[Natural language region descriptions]
***

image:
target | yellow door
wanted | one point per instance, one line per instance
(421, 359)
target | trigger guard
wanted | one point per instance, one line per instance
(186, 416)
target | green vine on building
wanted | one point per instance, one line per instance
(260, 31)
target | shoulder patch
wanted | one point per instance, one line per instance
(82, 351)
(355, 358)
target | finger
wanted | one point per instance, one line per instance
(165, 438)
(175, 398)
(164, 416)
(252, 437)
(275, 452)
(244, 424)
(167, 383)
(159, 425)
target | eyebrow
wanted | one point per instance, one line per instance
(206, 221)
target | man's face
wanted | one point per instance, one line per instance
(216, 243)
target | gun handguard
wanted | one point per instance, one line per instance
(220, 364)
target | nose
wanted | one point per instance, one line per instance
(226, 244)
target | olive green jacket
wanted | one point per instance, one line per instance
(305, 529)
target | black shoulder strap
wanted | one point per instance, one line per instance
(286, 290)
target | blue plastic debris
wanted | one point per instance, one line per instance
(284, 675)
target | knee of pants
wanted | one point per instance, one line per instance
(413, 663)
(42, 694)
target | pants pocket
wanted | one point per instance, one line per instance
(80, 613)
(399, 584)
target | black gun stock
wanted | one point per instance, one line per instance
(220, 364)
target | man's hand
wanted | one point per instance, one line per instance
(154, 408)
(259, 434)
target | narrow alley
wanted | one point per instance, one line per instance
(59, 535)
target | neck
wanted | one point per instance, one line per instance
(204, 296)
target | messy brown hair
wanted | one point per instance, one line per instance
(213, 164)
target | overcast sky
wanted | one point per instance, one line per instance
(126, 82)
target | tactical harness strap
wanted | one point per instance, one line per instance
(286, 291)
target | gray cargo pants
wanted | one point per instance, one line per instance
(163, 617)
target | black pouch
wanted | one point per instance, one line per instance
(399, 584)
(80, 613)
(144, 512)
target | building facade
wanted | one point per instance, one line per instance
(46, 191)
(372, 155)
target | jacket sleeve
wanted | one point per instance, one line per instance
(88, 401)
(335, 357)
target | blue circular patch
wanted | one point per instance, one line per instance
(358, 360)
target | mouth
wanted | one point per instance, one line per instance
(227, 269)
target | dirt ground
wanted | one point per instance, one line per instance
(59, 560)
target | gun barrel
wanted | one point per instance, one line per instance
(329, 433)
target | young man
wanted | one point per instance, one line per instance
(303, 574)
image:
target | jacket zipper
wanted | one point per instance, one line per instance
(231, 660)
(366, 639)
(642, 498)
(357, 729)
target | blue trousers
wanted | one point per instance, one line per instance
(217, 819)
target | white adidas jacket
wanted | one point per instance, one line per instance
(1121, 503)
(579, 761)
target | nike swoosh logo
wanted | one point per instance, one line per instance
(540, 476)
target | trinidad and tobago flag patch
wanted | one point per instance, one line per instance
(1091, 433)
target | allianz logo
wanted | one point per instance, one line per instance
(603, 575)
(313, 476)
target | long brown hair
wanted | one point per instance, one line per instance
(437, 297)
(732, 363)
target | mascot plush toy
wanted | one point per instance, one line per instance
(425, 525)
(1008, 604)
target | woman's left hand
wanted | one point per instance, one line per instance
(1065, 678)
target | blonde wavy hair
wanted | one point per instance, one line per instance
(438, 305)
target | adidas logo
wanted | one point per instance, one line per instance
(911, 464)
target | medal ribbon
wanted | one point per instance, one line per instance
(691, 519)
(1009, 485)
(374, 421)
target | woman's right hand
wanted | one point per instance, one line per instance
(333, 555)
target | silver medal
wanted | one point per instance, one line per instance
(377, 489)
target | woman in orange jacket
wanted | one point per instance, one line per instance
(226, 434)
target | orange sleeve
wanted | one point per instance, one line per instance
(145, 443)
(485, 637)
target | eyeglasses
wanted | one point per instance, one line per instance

***

=== Problem requirements ===
I would like you to return every entry exactly, with nothing changed.

=== Exercise result ===
image:
target | yellow door
wanted | one point per instance, one line per instance
(421, 359)
target | trigger guard
wanted | one point per instance, one line per instance
(186, 416)
target | green vine on building
wanted | one point per instance, one line per instance
(260, 31)
target | shoulder patch
wanted | one point per instance, one line per instance
(82, 351)
(355, 358)
target | finger
wanted | one point per instance, one line per instance
(165, 438)
(175, 398)
(164, 416)
(252, 437)
(275, 452)
(244, 424)
(167, 383)
(159, 425)
target | eyebrow
wanted | one point per instance, one line per instance
(206, 221)
target | man's face
wanted | one point per instance, one line per instance
(216, 243)
target | gun handguard
wanted | one point per instance, one line per instance
(220, 364)
target | nose
wanted | one point per instance, one line per instance
(226, 244)
target | olive green jacket
wanted | one point per instance, one line per instance
(305, 529)
target | black shoulder strap
wanted | one point per instance, one line per instance
(286, 290)
target | blue plastic debris
wanted | one point per instance, one line per instance
(284, 675)
target | knee of pants
wanted | one point per instance, one line per instance
(413, 663)
(42, 694)
target | pants pocket
wanted | one point per instance, one line per instance
(80, 613)
(399, 584)
target | black gun stock
wanted | one point per instance, one line per instance
(220, 364)
target | man's hand
wanted | one point per instance, one line per instance
(154, 408)
(259, 434)
target | narrow alley
wanted | one point per instance, one line per instance
(59, 535)
target | neck
wanted | one point per instance, one line per instance
(204, 296)
target | messy brown hair
wanted | one point per instance, one line per instance
(213, 164)
target | overcast sky
wanted | one point per instance, one line per instance
(126, 82)
target | tactical harness strap
wanted | one point per instance, one line per instance
(286, 291)
target | gray cargo pants
wanted | one point per instance, one line per instance
(163, 617)
target | black pouch
wanted | one point per instance, one line per instance
(399, 584)
(80, 613)
(144, 512)
target | building facade
wanted | one point per instance, one line per instance
(46, 191)
(372, 155)
target | jacket sleeve
wanted | one point per instance, one line per instance
(88, 401)
(335, 357)
target | blue circular patch
wanted | one point per instance, one line per instance
(358, 360)
target | mouth
wanted | one point per instance, one line per instance
(227, 269)
target | dirt ground
wanted | one point per instance, one line per instance
(59, 560)
target | gun barrel
wanted | one point per instance, one line per instance
(329, 433)
target | young man
wanted | one point per instance, one line per instance
(303, 574)
image:
target | jacket zipper
wanted | one point per instance, one line per instance
(231, 660)
(366, 639)
(642, 498)
(357, 729)
target | blue trousers
wanted | one point per instance, one line per instance
(217, 819)
target | white adidas jacket
wanted | one point per instance, one line per instance
(1121, 503)
(579, 761)
target | nike swoosh logo
wanted | one point per instance, one line per instance
(540, 476)
target | trinidad and tobago flag patch
wanted | one point per instance, one line per instance
(1091, 433)
target | allianz logo
wanted | one point per instance, one line per instance
(603, 575)
(313, 476)
target | long brown hair
wanted | one point per instance, one line per instance
(437, 297)
(732, 363)
target | mascot plush toy
wanted | one point per instance, one line per instance
(425, 525)
(1008, 604)
target | woman's left hand
wanted | one point per instance, one line per instance
(1065, 678)
target | blonde wavy hair
wanted | one point per instance, one line per instance
(438, 305)
target | adidas logo
wanted | one point per instance, one line per instance
(911, 464)
target | medal ribbon
wanted | one point per instance, one line per instance
(691, 519)
(1009, 485)
(374, 421)
target | woman's right hand
wanted | one point per instance, one line per instance
(333, 555)
target | silver medal
wanted | one point per instance, one line per instance
(377, 489)
target | woman in orange jacket
wanted | one point per instance, one line per instance
(226, 434)
target | orange sleeve
wanted | one point per instance, one line per instance
(145, 443)
(485, 637)
target | eyeglasses
wanted | one point per instance, one line per instance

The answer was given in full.